Reading passage:
Practice Management News

Former Hospital Exec Pays $1M to Settle Medicare Fraud Case

A former hospital executive at Tuomey Healthcare System reached a $1-million settlement with the federal government over allegations of Medicare fraud.

By Jacqueline LaPointe

- The former chief executive officer of a South Carolina-based healthcare system agreed to pay $1 million and be excluded from federal healthcare programs for four years to resolve a 2013 Medicare fraud case, according to the Department of Justice (DoJ).

Former hospital executive settles 2013 Medicare fraud case with a $1 million payment, exclusion from federal healthcare programs

The recent settlement agreement stems from a healthcare fraud accusation that placed Ralph J. Cox III at the center of a potential Stark law violation. Cox allegedly caused Tuomey Healthcare System to enter into illegal payment agreements with 19 specialist physicians that required the providers to refer outpatient procedures to the healthcare system in exchange for payments beyond fair market value. The inappropriate payments also included a portion of the Medicare reimbursements for the services.

“Sweetheart deals between hospitals and referring physicians distort medical decision making and drive up the cost of healthcare for patients and insurers alike,” said Principal Deputy Assistant Attorney General Benjamin C. Mizer, head of the DoJ’s Civil Division.  “Patients have a right to be confident that a physician who orders a procedure or test does so because that service is in the patient’s best interest, and not because the physician stands to gain financially from the referral.”

“Today’s settlement demonstrates that the Justice Department and its law enforcement partners will hold individual decision makers accountable for their involvement in causing the companies and facilities they run to engage in unlawful activities,” Mizer added.

DoJ explained that the Stark Law prohibits hospitals from billing Medicare for services that have been referred by other providers with whom the hospital has an inappropriate financial agreement. The statute mandates that any healthcare payments that a hospital provides to a referring provider must be at fair market value for the actual services provided. Payments cannot account for the volume or value of the provider’s referrals to the hospital.

In Cox’s situation, however, the government accused the former chief executive officer of initiating improper financial relationships with specialists to prevent a new freestanding surgery center from taking away referrals for outpatient services. Cox was also accused of ignoring warnings from the healthcare system’s attorneys that identified the contracts as “risky.”

In May 2013, a South Carolina jury found that the referral contracts violated the Stark Law and caused Tuomey Healthcare System to bill Medicare for over 21,000 false claims.

By October 2013, a trial court decided in favor of the government for $237.4 million under the False Claims Act and an appeals court upheld the decision in July 2015. The government resolved the Medicare fraud case in October 2015 and decided that Tuomey Healthcare System falsely billed Medicare for payments totaling $72.4 million.

Data:
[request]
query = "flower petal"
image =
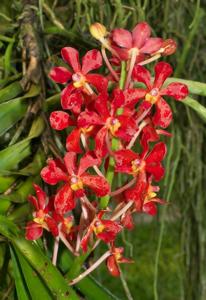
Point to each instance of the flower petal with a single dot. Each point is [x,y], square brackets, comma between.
[98,81]
[112,266]
[52,225]
[162,71]
[122,38]
[132,96]
[157,154]
[150,208]
[71,56]
[98,184]
[151,45]
[141,74]
[125,156]
[73,141]
[86,162]
[60,74]
[70,162]
[176,90]
[140,34]
[100,143]
[52,173]
[163,114]
[64,200]
[41,196]
[101,106]
[33,231]
[60,120]
[88,118]
[71,99]
[156,170]
[91,60]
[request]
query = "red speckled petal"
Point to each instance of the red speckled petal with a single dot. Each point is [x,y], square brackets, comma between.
[52,174]
[140,34]
[151,45]
[162,71]
[64,200]
[122,38]
[98,184]
[132,96]
[101,106]
[73,141]
[33,231]
[156,170]
[86,162]
[92,60]
[176,90]
[112,266]
[141,74]
[98,81]
[100,143]
[60,74]
[88,118]
[52,225]
[70,162]
[71,56]
[125,156]
[41,196]
[163,114]
[157,154]
[150,208]
[60,120]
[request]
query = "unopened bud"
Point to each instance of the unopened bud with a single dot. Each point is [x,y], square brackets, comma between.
[168,47]
[98,31]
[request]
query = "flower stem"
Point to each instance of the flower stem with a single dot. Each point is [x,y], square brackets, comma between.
[123,188]
[92,268]
[131,143]
[109,66]
[55,251]
[122,211]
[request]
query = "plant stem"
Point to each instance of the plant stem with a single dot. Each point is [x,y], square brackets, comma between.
[92,268]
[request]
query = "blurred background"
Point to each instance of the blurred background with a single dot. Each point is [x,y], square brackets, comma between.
[170,249]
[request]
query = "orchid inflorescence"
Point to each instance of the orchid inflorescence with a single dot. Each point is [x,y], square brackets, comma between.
[115,122]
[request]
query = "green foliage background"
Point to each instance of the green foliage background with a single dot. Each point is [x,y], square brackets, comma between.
[170,250]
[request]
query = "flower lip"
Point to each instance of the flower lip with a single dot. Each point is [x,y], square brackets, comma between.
[78,80]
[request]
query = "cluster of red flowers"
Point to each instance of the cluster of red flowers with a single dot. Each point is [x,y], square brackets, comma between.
[112,129]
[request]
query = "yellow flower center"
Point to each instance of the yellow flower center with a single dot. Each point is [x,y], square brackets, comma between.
[113,125]
[152,96]
[78,80]
[98,227]
[76,184]
[137,166]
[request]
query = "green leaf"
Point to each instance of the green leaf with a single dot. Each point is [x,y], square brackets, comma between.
[8,228]
[196,106]
[11,91]
[11,156]
[21,289]
[10,113]
[37,288]
[51,276]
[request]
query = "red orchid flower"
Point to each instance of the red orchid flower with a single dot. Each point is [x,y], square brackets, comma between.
[108,120]
[154,92]
[138,42]
[80,80]
[130,162]
[144,196]
[150,134]
[105,230]
[115,259]
[42,219]
[75,178]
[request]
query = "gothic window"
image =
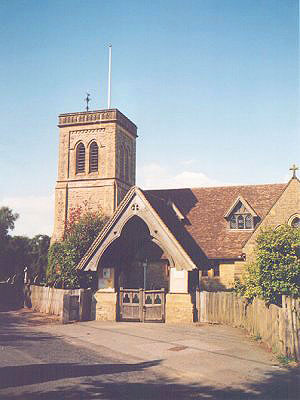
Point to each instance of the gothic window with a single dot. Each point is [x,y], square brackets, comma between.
[248,221]
[126,164]
[80,158]
[233,224]
[240,218]
[241,222]
[93,161]
[122,162]
[295,222]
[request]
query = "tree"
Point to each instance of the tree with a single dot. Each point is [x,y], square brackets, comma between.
[16,252]
[81,230]
[276,269]
[7,221]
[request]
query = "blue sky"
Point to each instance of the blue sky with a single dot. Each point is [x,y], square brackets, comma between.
[212,86]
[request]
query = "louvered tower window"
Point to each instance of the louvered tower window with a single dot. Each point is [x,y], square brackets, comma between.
[126,167]
[94,157]
[80,158]
[122,172]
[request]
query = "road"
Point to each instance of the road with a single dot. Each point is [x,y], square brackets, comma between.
[41,359]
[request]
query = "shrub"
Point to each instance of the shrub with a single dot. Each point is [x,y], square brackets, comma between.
[80,232]
[276,269]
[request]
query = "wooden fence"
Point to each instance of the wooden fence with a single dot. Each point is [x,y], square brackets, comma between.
[278,327]
[61,302]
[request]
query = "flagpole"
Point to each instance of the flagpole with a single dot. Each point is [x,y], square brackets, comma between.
[109,77]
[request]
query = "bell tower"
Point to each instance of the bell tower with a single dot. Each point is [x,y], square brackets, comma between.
[97,162]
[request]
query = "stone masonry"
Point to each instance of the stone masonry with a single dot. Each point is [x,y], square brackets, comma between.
[101,190]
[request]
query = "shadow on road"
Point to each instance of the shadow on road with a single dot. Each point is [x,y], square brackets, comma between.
[39,373]
[278,386]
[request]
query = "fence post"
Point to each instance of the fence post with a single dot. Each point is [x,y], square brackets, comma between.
[65,315]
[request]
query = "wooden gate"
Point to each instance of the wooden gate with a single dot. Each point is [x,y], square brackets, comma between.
[142,305]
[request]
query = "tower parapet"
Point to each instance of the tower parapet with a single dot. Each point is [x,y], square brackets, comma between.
[97,163]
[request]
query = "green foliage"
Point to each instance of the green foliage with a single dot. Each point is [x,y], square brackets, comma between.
[16,252]
[80,232]
[276,270]
[7,221]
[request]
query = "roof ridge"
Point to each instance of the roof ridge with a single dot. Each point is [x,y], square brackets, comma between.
[216,187]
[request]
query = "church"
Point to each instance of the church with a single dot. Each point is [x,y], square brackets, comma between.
[158,246]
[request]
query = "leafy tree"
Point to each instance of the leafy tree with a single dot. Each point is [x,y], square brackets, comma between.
[80,231]
[38,249]
[7,221]
[276,269]
[16,252]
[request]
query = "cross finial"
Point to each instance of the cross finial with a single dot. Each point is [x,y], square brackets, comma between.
[87,99]
[294,168]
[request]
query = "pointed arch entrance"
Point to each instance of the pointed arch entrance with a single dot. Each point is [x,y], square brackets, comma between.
[141,272]
[137,259]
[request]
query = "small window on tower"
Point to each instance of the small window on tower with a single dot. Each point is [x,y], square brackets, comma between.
[126,167]
[94,157]
[80,158]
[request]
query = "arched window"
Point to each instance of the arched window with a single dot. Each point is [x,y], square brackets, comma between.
[122,171]
[240,218]
[80,158]
[241,222]
[126,166]
[295,222]
[248,221]
[93,160]
[233,224]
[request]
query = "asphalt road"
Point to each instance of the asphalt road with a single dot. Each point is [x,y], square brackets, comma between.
[40,359]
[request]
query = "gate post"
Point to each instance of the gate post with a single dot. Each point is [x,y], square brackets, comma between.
[198,305]
[141,305]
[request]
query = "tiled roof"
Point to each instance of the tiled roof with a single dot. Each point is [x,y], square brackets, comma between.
[204,229]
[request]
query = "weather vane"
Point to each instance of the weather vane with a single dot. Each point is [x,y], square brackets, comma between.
[87,99]
[294,168]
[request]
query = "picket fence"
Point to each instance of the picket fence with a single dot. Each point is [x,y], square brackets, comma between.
[278,327]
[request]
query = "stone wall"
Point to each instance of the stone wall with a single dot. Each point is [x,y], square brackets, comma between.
[49,300]
[98,190]
[278,327]
[287,205]
[179,308]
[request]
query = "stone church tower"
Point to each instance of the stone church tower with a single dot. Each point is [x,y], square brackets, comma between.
[96,166]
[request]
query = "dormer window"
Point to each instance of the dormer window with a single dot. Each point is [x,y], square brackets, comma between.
[241,215]
[241,221]
[295,223]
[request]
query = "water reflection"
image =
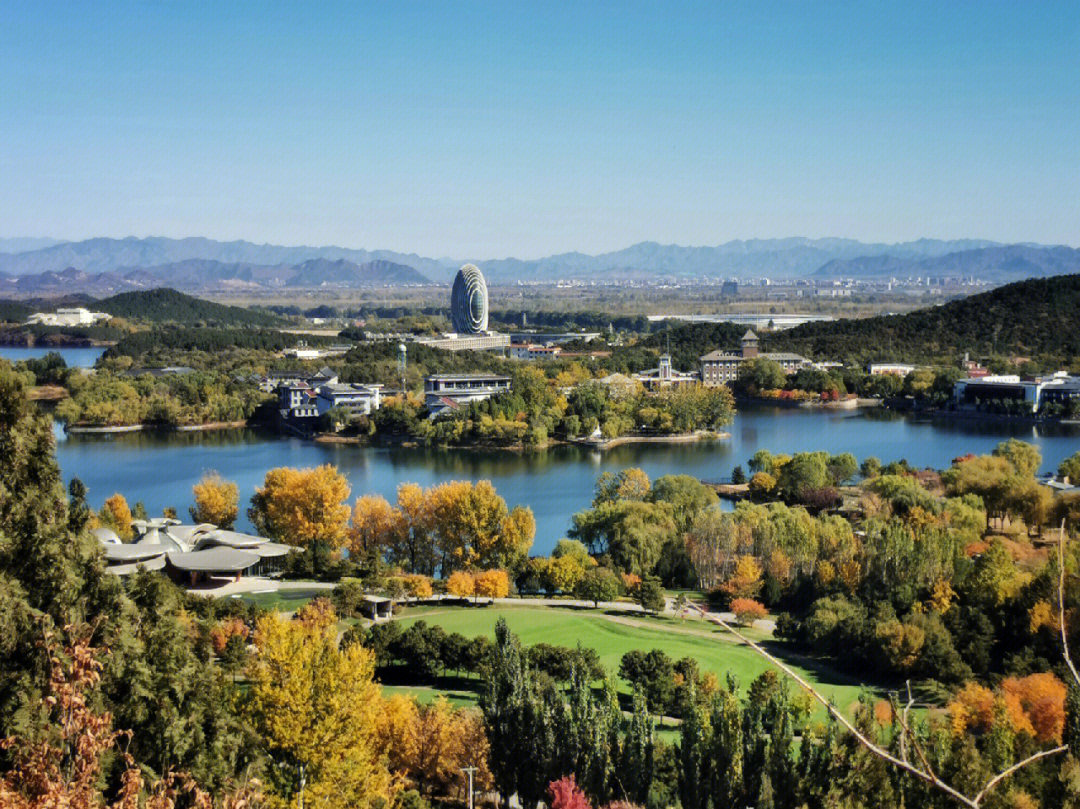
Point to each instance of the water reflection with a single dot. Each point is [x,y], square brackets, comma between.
[161,468]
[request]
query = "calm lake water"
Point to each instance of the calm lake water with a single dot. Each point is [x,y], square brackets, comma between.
[76,358]
[160,469]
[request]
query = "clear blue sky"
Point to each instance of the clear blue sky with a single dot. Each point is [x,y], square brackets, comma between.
[488,130]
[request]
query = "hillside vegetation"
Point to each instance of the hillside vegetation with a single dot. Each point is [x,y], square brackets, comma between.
[1029,319]
[169,306]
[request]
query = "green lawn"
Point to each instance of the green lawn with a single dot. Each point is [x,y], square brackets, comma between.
[611,635]
[285,601]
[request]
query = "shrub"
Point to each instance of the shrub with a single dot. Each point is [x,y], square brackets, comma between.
[747,610]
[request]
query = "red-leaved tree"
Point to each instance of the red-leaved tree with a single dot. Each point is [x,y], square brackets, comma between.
[566,794]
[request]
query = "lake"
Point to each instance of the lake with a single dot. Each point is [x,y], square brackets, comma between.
[76,358]
[160,469]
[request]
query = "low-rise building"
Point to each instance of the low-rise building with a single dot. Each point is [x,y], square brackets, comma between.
[665,376]
[449,391]
[69,317]
[484,341]
[1034,394]
[721,367]
[534,351]
[356,400]
[191,554]
[892,368]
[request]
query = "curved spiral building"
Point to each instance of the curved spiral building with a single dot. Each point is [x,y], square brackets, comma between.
[469,301]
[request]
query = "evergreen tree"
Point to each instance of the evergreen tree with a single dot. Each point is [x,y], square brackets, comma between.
[693,744]
[725,752]
[503,705]
[636,763]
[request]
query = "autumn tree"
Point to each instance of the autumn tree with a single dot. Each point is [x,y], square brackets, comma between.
[747,610]
[376,526]
[118,515]
[315,709]
[745,580]
[302,506]
[461,583]
[565,794]
[630,484]
[598,584]
[474,528]
[216,501]
[491,584]
[429,744]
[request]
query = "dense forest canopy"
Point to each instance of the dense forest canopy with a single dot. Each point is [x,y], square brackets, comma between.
[1029,318]
[165,305]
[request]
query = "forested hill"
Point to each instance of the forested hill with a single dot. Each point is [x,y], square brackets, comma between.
[1028,319]
[164,305]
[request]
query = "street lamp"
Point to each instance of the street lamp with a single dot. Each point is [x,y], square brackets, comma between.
[469,771]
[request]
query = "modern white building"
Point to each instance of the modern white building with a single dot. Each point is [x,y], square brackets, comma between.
[71,317]
[976,391]
[449,391]
[892,368]
[191,553]
[534,351]
[359,400]
[665,376]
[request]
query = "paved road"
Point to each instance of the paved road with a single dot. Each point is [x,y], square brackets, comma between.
[256,584]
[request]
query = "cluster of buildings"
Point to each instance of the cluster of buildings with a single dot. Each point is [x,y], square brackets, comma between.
[190,554]
[1034,394]
[70,317]
[721,367]
[304,399]
[718,367]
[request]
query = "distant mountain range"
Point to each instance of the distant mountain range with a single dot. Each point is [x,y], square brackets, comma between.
[1004,263]
[107,266]
[196,274]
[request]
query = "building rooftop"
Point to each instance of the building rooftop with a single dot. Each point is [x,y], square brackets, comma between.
[469,377]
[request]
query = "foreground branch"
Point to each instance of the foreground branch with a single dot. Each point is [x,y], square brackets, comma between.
[925,773]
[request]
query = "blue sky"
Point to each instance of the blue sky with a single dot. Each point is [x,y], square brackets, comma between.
[499,129]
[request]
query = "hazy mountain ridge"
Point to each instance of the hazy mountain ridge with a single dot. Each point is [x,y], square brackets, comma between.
[742,258]
[198,263]
[999,263]
[201,273]
[108,255]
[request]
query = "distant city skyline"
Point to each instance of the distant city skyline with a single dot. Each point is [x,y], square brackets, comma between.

Work instructions:
**a.** According to the article on the Medicare fraud settlement, why did the government say Cox set up improper financial relationships with specialists? Answer in one to three sentences.
**b.** Carry on with the article on the Medicare fraud settlement, picking up after its final sentence.
The data has no connection to the article on the Medicare fraud settlement.

Results in order:
**a.** The government accused him of setting up these relationships to keep a new freestanding surgery center from taking away referrals for outpatient services.

**b.**
As a result, Cox was terminated as the healthcare system’s chief executive officer.

The Medicare fraud settlement agreement is an example of the government’s commitment to stamping out healthcare fraud, especially through the Healthcare Fraud Prevention and Enforcement Action Team (HEAT) initiative, stated DoJ. HEAT, established in 2009, brings together the Attorney General and the Department of Health and Human Services (HHS) to reduce and prevent Medicaid and Medicare fraud schemes.

The False Claims Act also plays a key role in the government’s effort to eliminate healthcare fraud, the department remarked. Through the False Claims Act, DoJ has recovered more than $30.7 billion since 2009 with over $18.5 million stemming from healthcare fraud cases.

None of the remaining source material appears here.